EXERCISE DIRECTIONS
Reproduce the entries below exactly, but only from the line containing "box: [193, 39, 223, 60]" to the line containing "box: [278, 313, 322, 329]", inclusive.

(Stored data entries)

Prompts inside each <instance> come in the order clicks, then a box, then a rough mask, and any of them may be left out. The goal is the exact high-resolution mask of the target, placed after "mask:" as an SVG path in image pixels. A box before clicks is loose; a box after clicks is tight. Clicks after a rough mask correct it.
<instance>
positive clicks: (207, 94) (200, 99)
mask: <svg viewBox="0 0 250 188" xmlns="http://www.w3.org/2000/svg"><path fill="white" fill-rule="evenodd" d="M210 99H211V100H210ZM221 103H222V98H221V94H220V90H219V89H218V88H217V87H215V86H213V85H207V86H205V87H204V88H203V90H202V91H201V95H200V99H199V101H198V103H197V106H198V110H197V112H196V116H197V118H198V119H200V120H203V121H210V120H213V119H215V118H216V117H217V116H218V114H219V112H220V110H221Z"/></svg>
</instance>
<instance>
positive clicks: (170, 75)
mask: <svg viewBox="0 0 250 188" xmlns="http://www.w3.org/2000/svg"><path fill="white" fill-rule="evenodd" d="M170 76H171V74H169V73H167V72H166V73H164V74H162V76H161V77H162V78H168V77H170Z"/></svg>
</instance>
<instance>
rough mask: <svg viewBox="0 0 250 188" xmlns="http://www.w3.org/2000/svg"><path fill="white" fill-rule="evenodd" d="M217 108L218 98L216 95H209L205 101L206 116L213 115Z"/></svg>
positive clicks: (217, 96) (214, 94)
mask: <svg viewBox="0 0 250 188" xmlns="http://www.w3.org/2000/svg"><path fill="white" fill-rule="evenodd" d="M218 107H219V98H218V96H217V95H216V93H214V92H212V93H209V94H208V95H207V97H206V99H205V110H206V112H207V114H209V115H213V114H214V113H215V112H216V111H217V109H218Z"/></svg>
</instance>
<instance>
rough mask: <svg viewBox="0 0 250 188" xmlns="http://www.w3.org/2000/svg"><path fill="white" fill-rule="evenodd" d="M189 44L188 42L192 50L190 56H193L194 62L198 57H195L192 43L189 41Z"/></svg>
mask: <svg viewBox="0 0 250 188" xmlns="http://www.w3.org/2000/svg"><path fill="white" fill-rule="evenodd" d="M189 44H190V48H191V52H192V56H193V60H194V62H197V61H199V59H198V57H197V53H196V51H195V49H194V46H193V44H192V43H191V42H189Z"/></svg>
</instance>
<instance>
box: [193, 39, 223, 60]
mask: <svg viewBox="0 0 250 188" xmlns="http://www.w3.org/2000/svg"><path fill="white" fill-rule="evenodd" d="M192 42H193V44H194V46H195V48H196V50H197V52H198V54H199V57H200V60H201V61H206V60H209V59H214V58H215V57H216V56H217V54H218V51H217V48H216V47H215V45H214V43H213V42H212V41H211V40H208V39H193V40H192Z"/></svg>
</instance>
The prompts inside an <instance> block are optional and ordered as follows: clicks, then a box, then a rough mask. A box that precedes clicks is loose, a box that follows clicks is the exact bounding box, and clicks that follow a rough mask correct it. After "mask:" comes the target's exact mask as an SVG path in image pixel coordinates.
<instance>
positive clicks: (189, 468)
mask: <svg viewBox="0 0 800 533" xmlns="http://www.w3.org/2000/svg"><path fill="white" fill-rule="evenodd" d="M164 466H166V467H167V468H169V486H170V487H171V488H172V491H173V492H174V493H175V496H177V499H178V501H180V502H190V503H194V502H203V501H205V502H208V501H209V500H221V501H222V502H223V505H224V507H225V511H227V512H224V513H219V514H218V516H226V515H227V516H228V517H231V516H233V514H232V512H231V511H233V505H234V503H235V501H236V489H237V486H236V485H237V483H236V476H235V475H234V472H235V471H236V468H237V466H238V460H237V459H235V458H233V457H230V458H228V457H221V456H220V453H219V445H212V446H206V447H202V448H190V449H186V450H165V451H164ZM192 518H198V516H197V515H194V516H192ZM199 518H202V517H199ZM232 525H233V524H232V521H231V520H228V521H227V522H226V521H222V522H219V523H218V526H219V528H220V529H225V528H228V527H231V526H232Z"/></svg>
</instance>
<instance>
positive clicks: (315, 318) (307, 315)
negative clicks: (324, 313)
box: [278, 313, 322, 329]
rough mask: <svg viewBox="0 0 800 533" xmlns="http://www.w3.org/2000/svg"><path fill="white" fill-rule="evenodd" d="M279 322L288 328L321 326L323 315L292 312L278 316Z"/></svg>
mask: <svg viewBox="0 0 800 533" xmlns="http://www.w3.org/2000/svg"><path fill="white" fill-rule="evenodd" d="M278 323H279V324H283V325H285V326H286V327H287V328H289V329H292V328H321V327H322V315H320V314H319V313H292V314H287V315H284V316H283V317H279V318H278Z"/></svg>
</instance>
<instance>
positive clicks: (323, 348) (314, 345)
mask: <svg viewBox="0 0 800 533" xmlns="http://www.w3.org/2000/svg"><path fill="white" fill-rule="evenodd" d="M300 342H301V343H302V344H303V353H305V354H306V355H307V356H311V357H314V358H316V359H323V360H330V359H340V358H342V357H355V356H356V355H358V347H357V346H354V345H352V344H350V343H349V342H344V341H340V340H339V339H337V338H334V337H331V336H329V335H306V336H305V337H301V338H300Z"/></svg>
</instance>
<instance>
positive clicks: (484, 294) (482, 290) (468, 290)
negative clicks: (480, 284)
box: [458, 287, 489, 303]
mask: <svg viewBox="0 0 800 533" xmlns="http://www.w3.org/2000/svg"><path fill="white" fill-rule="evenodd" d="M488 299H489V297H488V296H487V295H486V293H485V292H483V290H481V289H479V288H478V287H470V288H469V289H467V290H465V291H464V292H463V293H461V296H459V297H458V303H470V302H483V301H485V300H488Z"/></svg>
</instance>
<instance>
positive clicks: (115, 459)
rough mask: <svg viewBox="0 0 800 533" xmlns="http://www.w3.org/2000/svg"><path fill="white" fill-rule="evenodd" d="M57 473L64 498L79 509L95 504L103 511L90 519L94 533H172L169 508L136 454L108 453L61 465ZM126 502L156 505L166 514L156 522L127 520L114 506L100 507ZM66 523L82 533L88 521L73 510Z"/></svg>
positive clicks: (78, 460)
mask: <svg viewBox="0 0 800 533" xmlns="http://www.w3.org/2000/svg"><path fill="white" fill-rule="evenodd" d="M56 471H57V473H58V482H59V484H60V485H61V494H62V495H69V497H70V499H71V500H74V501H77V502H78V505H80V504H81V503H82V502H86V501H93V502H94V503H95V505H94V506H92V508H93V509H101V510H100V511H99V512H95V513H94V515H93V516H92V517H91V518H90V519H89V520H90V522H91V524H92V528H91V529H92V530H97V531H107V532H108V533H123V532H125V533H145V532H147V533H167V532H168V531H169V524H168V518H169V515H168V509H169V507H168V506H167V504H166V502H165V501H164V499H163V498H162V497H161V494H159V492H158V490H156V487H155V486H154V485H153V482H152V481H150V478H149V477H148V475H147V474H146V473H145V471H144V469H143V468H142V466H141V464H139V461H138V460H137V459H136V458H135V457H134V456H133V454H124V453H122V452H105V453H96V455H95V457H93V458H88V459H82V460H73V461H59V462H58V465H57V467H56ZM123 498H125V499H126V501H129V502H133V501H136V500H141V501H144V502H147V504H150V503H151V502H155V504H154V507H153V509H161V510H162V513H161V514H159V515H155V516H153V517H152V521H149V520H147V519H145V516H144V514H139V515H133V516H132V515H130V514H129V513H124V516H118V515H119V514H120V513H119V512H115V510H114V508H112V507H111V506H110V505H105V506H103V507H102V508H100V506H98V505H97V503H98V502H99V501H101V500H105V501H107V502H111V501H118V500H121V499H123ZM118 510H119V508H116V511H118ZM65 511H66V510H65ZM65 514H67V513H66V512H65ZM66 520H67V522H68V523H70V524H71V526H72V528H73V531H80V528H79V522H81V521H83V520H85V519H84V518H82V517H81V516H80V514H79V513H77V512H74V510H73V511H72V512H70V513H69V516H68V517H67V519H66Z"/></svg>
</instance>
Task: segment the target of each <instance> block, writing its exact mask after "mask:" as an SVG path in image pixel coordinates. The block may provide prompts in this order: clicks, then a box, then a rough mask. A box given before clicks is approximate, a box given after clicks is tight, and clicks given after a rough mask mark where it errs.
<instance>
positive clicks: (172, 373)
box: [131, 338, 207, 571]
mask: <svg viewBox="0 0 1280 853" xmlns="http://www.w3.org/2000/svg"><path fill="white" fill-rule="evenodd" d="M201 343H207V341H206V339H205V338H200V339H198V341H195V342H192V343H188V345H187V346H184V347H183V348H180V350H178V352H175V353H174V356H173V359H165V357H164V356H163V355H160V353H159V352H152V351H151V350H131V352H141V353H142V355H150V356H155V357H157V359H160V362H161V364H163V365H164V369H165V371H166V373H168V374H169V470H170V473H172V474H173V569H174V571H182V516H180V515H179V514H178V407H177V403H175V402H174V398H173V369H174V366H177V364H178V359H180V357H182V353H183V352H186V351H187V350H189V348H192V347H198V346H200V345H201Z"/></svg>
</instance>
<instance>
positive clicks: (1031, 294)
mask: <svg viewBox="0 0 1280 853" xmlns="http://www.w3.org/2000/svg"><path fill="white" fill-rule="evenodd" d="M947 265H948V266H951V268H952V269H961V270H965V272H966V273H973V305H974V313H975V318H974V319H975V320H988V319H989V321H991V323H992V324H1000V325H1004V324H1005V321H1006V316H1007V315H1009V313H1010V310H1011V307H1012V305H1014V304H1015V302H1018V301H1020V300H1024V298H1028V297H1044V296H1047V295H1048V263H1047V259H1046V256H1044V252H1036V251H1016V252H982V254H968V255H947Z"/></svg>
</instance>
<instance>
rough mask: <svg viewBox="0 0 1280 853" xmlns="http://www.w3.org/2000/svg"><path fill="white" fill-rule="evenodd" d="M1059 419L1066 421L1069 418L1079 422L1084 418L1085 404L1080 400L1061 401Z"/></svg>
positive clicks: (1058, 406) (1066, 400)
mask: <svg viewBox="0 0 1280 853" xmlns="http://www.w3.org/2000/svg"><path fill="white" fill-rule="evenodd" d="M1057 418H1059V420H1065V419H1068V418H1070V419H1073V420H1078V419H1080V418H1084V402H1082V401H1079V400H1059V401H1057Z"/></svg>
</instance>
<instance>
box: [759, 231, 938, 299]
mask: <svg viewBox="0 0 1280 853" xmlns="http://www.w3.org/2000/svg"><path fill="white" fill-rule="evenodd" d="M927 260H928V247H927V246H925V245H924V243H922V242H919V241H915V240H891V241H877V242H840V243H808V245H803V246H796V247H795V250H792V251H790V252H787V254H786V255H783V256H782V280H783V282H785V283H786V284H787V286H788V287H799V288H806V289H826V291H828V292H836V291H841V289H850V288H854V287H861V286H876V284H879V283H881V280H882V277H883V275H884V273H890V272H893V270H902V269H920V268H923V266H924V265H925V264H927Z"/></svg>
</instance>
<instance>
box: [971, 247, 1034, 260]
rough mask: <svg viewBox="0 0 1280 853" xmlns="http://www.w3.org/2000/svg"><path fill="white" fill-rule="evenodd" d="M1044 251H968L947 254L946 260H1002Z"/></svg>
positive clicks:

WRITTEN REPLY
box: [193, 39, 223, 60]
mask: <svg viewBox="0 0 250 188" xmlns="http://www.w3.org/2000/svg"><path fill="white" fill-rule="evenodd" d="M192 42H193V44H194V46H195V48H196V50H197V52H198V54H199V57H200V60H201V61H206V60H209V59H214V58H215V57H216V56H217V54H218V51H217V48H216V47H215V45H214V43H213V42H212V41H211V40H208V39H193V40H192Z"/></svg>
</instance>
The prompts inside an <instance> block are optional and ordered as follows: clicks, then a box, then a rough mask. A box that precedes clicks is loose, a box that follows clicks is the exact bounding box, and clicks that follow a rough mask correct it. After "mask:" comes the target's exact mask as an SVG path in image pixel coordinates.
<instance>
positive clicks: (189, 468)
mask: <svg viewBox="0 0 800 533" xmlns="http://www.w3.org/2000/svg"><path fill="white" fill-rule="evenodd" d="M164 466H166V467H167V468H169V486H170V487H171V488H172V491H173V492H174V493H175V496H177V499H178V501H180V502H190V503H194V502H203V501H205V502H208V501H209V500H221V501H222V502H223V505H224V507H225V511H227V512H224V513H219V514H218V516H226V515H227V516H228V517H231V516H233V514H232V512H231V511H233V505H234V503H235V501H236V489H237V486H236V485H237V483H236V476H235V475H234V472H235V471H236V468H237V466H238V460H237V459H235V458H233V457H230V458H228V457H221V456H220V453H219V445H212V446H206V447H202V448H190V449H186V450H165V451H164ZM192 518H198V516H197V515H194V516H192ZM199 518H202V517H199ZM232 525H233V524H232V521H231V520H228V521H227V522H226V521H222V522H219V523H218V526H219V528H220V529H225V528H228V527H231V526H232Z"/></svg>
</instance>
<instance>
positive clicks: (315, 318) (307, 315)
negative clicks: (324, 313)
box: [278, 313, 322, 329]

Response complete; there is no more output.